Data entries
"""

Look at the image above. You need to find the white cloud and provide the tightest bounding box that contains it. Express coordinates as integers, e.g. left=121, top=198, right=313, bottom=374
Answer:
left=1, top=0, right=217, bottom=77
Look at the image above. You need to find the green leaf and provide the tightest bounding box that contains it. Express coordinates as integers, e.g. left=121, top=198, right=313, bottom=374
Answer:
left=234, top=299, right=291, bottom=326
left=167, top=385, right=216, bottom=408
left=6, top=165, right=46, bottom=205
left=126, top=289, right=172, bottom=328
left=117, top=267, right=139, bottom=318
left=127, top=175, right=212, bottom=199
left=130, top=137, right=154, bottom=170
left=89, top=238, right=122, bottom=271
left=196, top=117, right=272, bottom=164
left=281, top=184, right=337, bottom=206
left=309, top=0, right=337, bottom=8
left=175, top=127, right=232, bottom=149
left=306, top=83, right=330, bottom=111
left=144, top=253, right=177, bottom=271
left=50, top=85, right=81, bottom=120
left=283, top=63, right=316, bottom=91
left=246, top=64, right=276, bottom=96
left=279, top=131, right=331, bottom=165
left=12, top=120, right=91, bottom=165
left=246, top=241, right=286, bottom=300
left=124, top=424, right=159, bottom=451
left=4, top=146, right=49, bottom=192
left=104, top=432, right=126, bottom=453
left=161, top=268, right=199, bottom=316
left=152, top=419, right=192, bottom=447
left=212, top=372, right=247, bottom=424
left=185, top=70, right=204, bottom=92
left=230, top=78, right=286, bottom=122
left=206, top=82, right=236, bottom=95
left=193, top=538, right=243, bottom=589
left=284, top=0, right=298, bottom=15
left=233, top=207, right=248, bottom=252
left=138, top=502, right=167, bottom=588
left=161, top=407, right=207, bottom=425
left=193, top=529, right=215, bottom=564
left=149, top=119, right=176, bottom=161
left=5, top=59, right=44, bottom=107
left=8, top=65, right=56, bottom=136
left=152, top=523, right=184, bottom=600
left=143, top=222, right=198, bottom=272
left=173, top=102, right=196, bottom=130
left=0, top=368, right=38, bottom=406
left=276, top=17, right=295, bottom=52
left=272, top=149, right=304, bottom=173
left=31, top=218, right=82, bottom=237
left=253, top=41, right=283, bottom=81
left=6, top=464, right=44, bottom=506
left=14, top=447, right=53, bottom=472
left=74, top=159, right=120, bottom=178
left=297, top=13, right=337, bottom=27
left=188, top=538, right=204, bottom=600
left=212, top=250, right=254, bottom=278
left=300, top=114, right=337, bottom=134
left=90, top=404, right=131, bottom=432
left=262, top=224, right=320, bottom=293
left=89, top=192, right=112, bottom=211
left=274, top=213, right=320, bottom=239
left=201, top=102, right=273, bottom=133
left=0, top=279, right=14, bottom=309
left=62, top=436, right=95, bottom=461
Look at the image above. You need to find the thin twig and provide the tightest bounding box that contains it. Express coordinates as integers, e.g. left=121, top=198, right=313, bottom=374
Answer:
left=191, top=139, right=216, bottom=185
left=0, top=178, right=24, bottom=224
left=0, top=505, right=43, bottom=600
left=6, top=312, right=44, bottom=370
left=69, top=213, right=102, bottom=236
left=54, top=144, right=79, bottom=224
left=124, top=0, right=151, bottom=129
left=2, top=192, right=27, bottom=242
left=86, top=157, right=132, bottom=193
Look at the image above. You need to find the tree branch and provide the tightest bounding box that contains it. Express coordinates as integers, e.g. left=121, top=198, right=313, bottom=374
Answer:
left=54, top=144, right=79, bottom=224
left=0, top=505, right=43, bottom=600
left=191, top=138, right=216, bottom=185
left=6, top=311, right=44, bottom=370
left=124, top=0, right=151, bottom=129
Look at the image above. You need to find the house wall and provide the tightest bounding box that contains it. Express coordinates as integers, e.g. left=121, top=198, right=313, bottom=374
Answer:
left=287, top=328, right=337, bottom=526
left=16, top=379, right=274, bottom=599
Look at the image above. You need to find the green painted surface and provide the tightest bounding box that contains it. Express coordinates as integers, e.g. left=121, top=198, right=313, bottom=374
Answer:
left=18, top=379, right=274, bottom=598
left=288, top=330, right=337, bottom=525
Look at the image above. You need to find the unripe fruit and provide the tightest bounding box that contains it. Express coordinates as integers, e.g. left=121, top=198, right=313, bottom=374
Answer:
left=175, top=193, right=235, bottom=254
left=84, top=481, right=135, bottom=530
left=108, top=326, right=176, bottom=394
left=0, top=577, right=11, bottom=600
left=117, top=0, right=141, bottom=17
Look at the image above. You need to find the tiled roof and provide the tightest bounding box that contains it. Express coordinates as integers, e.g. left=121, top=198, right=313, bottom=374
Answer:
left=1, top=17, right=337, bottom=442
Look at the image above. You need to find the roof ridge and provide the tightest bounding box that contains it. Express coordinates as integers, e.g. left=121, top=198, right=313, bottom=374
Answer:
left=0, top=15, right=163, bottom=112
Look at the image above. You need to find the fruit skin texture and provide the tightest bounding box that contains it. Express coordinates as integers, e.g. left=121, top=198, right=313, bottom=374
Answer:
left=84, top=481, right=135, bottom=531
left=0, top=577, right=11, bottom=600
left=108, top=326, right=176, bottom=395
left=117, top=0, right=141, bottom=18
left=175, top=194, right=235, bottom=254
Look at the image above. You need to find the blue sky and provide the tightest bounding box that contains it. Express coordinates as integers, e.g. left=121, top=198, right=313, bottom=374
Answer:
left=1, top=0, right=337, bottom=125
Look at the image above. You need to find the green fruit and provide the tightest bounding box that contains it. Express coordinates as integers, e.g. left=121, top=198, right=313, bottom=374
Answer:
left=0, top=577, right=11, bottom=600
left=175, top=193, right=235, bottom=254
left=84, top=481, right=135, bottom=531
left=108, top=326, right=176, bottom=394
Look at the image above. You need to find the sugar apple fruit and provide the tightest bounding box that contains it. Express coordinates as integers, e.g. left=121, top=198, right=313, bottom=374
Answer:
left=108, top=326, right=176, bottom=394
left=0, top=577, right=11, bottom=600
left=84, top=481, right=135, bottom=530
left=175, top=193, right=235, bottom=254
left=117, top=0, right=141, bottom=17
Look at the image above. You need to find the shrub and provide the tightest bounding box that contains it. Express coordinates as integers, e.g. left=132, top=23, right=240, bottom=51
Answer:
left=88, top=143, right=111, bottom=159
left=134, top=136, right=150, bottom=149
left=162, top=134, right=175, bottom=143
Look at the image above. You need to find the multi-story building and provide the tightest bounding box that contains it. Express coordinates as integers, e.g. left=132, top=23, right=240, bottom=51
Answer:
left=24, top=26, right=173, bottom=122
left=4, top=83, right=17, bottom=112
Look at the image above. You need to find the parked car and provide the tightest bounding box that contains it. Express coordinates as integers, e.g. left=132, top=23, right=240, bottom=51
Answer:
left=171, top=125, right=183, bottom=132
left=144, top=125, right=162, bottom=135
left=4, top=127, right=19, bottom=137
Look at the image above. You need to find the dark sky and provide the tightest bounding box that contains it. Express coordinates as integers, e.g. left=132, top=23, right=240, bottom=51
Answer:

"""

**The task:**
An exact copy of all the entries above is what is needed.

**Solution for this exercise:**
Look at the image above. You need to find the white cloud and provide the tightest bounding box that contains it. Express coordinates as integers, e.g. left=121, top=198, right=313, bottom=374
Answer:
left=1, top=0, right=217, bottom=77
Look at the image above. You need to find the green leaf and provide the tightest bounding box that contains it. Express coordinates as integers, e.g. left=121, top=198, right=313, bottom=374
Answer:
left=234, top=299, right=291, bottom=326
left=167, top=385, right=216, bottom=408
left=6, top=165, right=46, bottom=205
left=126, top=289, right=172, bottom=328
left=117, top=267, right=139, bottom=318
left=127, top=175, right=212, bottom=199
left=130, top=137, right=154, bottom=170
left=89, top=238, right=122, bottom=271
left=196, top=117, right=272, bottom=164
left=281, top=184, right=337, bottom=206
left=309, top=0, right=337, bottom=8
left=175, top=127, right=232, bottom=149
left=306, top=83, right=330, bottom=111
left=144, top=253, right=177, bottom=271
left=50, top=85, right=81, bottom=120
left=283, top=63, right=316, bottom=91
left=246, top=64, right=276, bottom=96
left=279, top=131, right=331, bottom=165
left=12, top=120, right=91, bottom=165
left=246, top=241, right=286, bottom=300
left=124, top=424, right=159, bottom=451
left=4, top=146, right=49, bottom=192
left=104, top=432, right=126, bottom=453
left=161, top=268, right=199, bottom=316
left=152, top=419, right=192, bottom=447
left=212, top=372, right=247, bottom=424
left=185, top=70, right=204, bottom=92
left=230, top=78, right=286, bottom=122
left=206, top=82, right=236, bottom=95
left=193, top=538, right=243, bottom=589
left=284, top=0, right=298, bottom=15
left=233, top=207, right=248, bottom=252
left=138, top=502, right=167, bottom=588
left=161, top=407, right=207, bottom=425
left=193, top=529, right=215, bottom=564
left=149, top=119, right=176, bottom=161
left=5, top=59, right=44, bottom=107
left=8, top=65, right=56, bottom=136
left=152, top=523, right=184, bottom=600
left=143, top=222, right=198, bottom=272
left=173, top=102, right=196, bottom=130
left=0, top=368, right=38, bottom=406
left=276, top=17, right=295, bottom=52
left=272, top=149, right=304, bottom=173
left=31, top=218, right=82, bottom=237
left=253, top=41, right=283, bottom=81
left=6, top=464, right=44, bottom=506
left=14, top=447, right=53, bottom=472
left=74, top=159, right=120, bottom=178
left=297, top=13, right=337, bottom=27
left=188, top=538, right=204, bottom=600
left=212, top=250, right=254, bottom=278
left=300, top=114, right=337, bottom=134
left=90, top=404, right=131, bottom=432
left=262, top=224, right=320, bottom=293
left=89, top=192, right=112, bottom=211
left=274, top=213, right=320, bottom=239
left=201, top=102, right=273, bottom=133
left=0, top=279, right=14, bottom=309
left=62, top=436, right=95, bottom=461
Look at the image above. You need to find the thin twig and provide the tightest bounding box that contains it. Express coordinates as integers, e.g. left=121, top=198, right=313, bottom=374
Answer:
left=191, top=139, right=216, bottom=185
left=0, top=178, right=24, bottom=224
left=0, top=505, right=43, bottom=600
left=6, top=312, right=44, bottom=370
left=69, top=213, right=102, bottom=236
left=54, top=144, right=79, bottom=224
left=124, top=0, right=151, bottom=129
left=2, top=192, right=27, bottom=242
left=86, top=157, right=132, bottom=193
Look at the image above. You need to find the tree branch and provide the tightest bounding box that contains it. Express coordinates as integers, e.g. left=121, top=198, right=313, bottom=374
Answer:
left=54, top=144, right=79, bottom=224
left=0, top=505, right=43, bottom=600
left=191, top=138, right=216, bottom=185
left=6, top=311, right=44, bottom=370
left=124, top=0, right=151, bottom=129
Look at the image above. You need to find the house wall and provide the tightest bounding box that contains it. Express coordinates as integers, e.g. left=121, top=198, right=313, bottom=374
Answer:
left=287, top=328, right=337, bottom=526
left=16, top=379, right=274, bottom=599
Look at the image above. You need to find the green painted surface and provide the tightest bounding box that contains it. Express coordinates as integers, e.g. left=121, top=198, right=313, bottom=374
Answer:
left=18, top=379, right=274, bottom=598
left=288, top=330, right=337, bottom=525
Look at the image above. You need to find the unripe fruit and provide the tightest bounding box that contains it. Express coordinates as integers, e.g. left=121, top=198, right=313, bottom=374
Answer:
left=175, top=193, right=235, bottom=254
left=84, top=481, right=135, bottom=530
left=108, top=326, right=176, bottom=394
left=0, top=577, right=11, bottom=600
left=117, top=0, right=141, bottom=17
Look at the image above. You need to find the tiled roof and provide the tightest bounding box that contains it. Express coordinates as integers, e.g. left=121, top=198, right=313, bottom=374
Answer:
left=1, top=17, right=337, bottom=442
Look at the image above. You need to find the roof ridge and provide the tightest bounding box that contains it. Express coordinates as integers, e.g. left=121, top=198, right=313, bottom=374
Answer:
left=0, top=15, right=163, bottom=112
Look at the image above. You need to find the fruit skin texture and provide the tightest bounding box that contains it. Express coordinates as integers, e.g. left=121, top=198, right=313, bottom=374
Answer:
left=84, top=481, right=135, bottom=531
left=0, top=577, right=11, bottom=600
left=108, top=326, right=176, bottom=395
left=117, top=0, right=141, bottom=18
left=175, top=194, right=235, bottom=254
Look at the image above. You need to find the blue sky and provide the tightest bounding box that contains it. Express coordinates as integers, e.g. left=121, top=198, right=313, bottom=374
Answer:
left=1, top=0, right=337, bottom=125
Look at the image above. You need to find the green fruit and provide the tightest bounding box that contains it. Express coordinates as integers, e.g. left=121, top=198, right=313, bottom=374
Answer:
left=0, top=577, right=11, bottom=600
left=175, top=193, right=235, bottom=254
left=84, top=481, right=135, bottom=531
left=108, top=326, right=176, bottom=394
Look at the image above. You need to find the sugar apple fruit and provide the tightest bounding box that contains it. Express coordinates as integers, e.g. left=121, top=198, right=313, bottom=374
Answer:
left=108, top=326, right=176, bottom=394
left=0, top=577, right=11, bottom=600
left=84, top=481, right=135, bottom=530
left=175, top=193, right=235, bottom=254
left=117, top=0, right=141, bottom=17
Look at the image above. You need to find the shrub and provide the tightest bounding box that contains it. Express coordinates as integers, e.g. left=132, top=23, right=240, bottom=51
Answer:
left=88, top=143, right=111, bottom=159
left=134, top=136, right=150, bottom=149
left=162, top=134, right=175, bottom=143
Look at the image above. You need to find the multi-story building and provide the tightest bounding box that contains it. Express coordinates as integers, e.g. left=132, top=23, right=240, bottom=51
Answer:
left=24, top=26, right=173, bottom=122
left=4, top=83, right=17, bottom=112
Look at the image above. You need to find the parked car and provide the tightest bounding box that contains it. Express coordinates as integers, e.g. left=132, top=23, right=240, bottom=51
Answer:
left=171, top=125, right=183, bottom=132
left=144, top=125, right=162, bottom=135
left=4, top=127, right=19, bottom=137
Look at the image above. You need to find the dark sky and provide the tightest bounding box that contains it. Express coordinates as integers, e.g. left=132, top=23, right=240, bottom=51
Answer:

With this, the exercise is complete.